STUDY QUESTIONS:
**1)** In the biography of Yngve Larsson, translate this sentence into Spanish: "He worked for the Swedish International Development Cooperation Agency in Addis Abeba, Ethiopia."
**2)** List the three professional titles that the first sentence of the Yngve Larsson biography gives him.
**3)** Write a few sentences that carry on the biography of Yngve Larsson from its last sentence.

Yngve Axel Andreas Larsson (9 January 1917 - 22 March 2014) was a Swedish pediatrician, medicine professor and diabetologist. He worked for the Swedish International Development Cooperation Agency in Addis Abeba, Ethiopia. Later he worked in Linköping, Sweden, where he was in charge of diabetology at Linköping University. Larsson was a member of the Advisory Council for the International Society for Pediatric and Adolescent Diabetes, and worked for several years for the Swedish National Board of Health and Welfare.

MATERIAL SHOWN:
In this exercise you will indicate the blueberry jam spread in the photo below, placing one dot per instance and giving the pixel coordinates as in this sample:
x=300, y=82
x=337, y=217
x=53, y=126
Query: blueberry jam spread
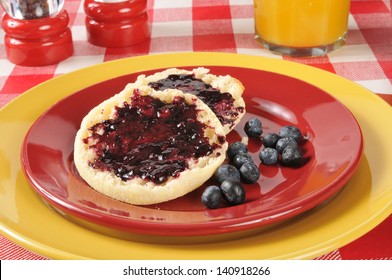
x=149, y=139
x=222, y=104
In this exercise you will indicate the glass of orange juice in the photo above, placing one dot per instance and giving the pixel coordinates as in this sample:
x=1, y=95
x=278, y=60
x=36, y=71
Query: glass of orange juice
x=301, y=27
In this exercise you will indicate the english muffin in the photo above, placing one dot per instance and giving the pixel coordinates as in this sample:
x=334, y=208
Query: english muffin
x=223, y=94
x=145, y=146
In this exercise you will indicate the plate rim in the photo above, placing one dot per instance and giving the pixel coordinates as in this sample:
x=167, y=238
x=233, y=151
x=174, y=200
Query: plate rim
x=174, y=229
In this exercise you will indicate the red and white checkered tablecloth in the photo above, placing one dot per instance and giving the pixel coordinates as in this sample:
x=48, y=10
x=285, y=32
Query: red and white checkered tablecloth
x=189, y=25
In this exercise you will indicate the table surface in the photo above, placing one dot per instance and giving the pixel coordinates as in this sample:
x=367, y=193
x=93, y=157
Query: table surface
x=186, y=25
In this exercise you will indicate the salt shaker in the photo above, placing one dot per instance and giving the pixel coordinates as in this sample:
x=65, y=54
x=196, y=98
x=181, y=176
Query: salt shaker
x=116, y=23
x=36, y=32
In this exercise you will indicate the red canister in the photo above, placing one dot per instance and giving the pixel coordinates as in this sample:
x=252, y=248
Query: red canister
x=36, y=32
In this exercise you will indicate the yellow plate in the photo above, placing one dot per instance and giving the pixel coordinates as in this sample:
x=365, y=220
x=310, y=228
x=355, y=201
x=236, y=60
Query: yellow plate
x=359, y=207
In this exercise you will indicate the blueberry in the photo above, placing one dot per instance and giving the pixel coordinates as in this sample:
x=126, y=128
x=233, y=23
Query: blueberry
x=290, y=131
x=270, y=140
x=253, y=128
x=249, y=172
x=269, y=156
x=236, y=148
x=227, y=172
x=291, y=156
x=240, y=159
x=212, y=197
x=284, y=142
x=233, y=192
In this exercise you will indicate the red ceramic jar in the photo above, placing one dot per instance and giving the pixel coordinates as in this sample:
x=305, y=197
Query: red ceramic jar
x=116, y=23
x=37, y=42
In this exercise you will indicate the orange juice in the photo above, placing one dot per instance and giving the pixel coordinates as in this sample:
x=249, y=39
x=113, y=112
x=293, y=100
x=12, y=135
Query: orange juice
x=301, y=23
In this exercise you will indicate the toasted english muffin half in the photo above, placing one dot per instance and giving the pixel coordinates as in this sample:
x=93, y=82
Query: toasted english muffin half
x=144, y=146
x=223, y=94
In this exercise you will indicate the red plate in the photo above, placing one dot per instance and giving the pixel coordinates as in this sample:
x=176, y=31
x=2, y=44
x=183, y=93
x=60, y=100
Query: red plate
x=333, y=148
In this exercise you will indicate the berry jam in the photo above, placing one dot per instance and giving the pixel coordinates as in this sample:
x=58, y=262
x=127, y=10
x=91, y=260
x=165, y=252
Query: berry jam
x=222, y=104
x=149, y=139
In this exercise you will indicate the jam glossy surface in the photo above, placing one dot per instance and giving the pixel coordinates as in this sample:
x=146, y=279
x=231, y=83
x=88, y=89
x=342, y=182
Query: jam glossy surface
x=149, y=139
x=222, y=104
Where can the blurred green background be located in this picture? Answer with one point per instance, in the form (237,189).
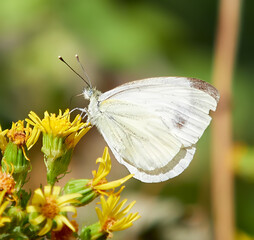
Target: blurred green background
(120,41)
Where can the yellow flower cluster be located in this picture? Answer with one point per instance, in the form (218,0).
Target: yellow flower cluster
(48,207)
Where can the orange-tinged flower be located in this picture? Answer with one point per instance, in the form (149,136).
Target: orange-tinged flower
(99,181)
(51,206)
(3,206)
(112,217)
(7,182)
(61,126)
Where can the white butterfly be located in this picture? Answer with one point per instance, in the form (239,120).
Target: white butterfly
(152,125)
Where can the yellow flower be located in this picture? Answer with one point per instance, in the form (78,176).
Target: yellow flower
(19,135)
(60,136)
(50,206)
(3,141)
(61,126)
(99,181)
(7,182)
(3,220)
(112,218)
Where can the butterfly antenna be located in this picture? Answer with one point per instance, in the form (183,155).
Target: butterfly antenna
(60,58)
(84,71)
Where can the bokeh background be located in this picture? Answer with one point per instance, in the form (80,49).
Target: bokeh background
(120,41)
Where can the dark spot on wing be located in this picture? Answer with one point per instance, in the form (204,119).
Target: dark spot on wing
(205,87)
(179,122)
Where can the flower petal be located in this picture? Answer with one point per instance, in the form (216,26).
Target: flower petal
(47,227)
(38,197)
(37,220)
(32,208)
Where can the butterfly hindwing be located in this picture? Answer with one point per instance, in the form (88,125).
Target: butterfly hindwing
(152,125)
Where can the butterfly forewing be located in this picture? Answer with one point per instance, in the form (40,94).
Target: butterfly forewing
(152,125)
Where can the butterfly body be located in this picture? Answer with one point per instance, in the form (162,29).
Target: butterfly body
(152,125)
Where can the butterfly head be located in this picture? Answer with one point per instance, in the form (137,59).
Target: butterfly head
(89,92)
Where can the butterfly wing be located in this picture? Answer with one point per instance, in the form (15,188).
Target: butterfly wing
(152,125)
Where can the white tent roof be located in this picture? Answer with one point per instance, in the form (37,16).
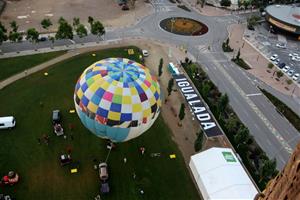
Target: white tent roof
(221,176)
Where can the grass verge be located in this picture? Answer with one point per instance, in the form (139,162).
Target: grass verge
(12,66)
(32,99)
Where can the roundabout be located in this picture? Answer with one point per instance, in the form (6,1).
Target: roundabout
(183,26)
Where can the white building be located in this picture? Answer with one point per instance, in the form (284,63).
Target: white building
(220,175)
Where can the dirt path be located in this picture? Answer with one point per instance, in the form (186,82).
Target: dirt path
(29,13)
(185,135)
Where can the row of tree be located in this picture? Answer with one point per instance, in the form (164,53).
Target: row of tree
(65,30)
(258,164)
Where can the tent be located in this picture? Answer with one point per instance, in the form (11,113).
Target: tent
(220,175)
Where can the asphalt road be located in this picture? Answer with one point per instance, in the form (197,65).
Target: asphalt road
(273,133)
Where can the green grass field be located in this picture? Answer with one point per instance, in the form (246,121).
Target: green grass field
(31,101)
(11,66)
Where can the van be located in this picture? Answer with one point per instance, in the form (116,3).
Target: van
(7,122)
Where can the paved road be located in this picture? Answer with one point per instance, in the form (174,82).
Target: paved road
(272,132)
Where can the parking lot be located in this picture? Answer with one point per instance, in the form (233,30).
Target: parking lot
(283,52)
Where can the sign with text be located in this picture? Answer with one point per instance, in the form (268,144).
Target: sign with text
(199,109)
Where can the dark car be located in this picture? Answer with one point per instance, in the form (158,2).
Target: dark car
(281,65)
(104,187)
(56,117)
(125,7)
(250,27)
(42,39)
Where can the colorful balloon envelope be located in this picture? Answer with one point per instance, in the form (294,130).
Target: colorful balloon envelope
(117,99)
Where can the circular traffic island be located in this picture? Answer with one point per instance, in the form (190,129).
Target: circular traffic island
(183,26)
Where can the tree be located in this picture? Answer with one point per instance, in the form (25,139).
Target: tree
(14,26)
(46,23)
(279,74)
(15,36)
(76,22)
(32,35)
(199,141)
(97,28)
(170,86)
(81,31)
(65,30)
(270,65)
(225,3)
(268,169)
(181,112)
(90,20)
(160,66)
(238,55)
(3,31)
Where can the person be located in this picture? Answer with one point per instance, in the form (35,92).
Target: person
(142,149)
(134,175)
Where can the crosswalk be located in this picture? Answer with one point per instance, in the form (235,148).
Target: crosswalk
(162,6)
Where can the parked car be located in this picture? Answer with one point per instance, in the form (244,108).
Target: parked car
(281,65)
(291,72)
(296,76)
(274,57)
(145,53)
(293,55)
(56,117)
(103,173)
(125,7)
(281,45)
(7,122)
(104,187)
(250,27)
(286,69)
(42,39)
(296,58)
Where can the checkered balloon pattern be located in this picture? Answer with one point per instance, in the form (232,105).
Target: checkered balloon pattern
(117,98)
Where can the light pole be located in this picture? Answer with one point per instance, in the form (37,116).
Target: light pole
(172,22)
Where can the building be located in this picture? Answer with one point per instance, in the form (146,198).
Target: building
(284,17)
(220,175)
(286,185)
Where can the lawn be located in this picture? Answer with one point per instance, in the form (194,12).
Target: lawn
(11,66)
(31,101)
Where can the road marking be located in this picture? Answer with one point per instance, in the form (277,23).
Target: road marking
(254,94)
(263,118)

* * *

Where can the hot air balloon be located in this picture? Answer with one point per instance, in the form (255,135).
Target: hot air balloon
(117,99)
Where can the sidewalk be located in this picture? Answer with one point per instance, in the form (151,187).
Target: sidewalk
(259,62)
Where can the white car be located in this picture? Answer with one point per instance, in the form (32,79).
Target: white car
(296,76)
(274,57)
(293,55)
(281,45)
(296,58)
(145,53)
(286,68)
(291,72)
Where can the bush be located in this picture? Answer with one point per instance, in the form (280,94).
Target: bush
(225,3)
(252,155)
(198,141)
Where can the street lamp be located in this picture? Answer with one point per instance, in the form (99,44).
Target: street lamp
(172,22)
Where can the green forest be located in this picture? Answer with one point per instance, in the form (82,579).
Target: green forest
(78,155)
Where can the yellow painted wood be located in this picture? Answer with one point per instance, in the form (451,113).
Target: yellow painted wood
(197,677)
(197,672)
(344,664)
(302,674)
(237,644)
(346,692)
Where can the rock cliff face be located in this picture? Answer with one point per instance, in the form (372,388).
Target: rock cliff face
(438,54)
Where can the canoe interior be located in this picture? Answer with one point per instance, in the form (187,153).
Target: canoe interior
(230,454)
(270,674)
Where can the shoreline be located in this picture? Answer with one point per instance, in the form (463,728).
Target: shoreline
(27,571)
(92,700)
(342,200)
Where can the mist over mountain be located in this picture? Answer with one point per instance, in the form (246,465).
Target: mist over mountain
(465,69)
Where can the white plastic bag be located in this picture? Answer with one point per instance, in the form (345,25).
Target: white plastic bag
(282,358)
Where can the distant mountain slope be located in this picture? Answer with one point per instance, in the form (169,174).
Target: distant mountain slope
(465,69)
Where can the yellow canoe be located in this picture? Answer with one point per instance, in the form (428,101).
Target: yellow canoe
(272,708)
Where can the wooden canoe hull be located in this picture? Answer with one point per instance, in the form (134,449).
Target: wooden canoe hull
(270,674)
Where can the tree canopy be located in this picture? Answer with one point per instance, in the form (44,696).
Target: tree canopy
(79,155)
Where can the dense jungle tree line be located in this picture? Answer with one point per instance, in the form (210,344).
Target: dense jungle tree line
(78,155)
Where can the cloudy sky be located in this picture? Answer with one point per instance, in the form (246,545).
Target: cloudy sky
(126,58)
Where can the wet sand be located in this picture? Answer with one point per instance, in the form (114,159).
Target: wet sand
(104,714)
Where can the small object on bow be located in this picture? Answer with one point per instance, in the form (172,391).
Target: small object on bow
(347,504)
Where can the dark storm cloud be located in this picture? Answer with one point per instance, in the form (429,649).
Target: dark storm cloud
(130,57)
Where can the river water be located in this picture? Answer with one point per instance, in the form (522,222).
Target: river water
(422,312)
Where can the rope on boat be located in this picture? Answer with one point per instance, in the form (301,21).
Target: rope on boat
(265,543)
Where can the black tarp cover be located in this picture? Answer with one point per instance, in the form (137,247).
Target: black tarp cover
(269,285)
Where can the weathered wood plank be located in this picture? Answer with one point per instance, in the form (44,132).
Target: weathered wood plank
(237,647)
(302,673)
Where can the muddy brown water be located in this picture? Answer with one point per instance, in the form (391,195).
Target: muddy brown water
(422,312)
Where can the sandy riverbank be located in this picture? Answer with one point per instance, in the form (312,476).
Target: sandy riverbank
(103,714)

RESPONSES TO THE TASKS:
**1)** Trabajó para la Agencia Sueca de Cooperación Internacional para el Desarrollo en Adís Abeba, Etiopía.

**2)**
pediatrician
medicine professor
diabetologist

**3)**
== Life ==
Yngve Larsson was the fifth child of Stockholm vice mayor Yngve Larsson and Elin Larsson (daughter of publisher Karl Otto Bonnier). He graduated from Uppsala University in 1938 and gained his Ph.D. at Karolinska Institute in 1956. From 1964 he worked for Swedish International Development Cooperation Agency in Addis Abeba, Ethiopia, first as a professor and 1965–1970 as director of the Ethio-Swedish Pediatric Clinic (ESPC) at Haile Selassie I University. In parallel, his wife pediatrician Ulla Larsson established the Lideta Maternal and Child Health Center (or Lideta MCH Clinic) nearby with financing from the Swedish branch of Save the Children. In the 1970s Yngve Larsson worked in Linköping, Sweden, in charge of diabetology at Linköping University and initiating national research in the field.

Yngve Larsson was active in the International Society for Pediatric and Adolescent Diabetes (ISPAD) from its first year, and was a member of its Advisory Council in 1981–1984. After retiring in 1983, he worked within Swedish National Board of Health and Welfare for several years.

Larsson died from natural causes on 22 March 2014 in Lidingö. He was 97 years old.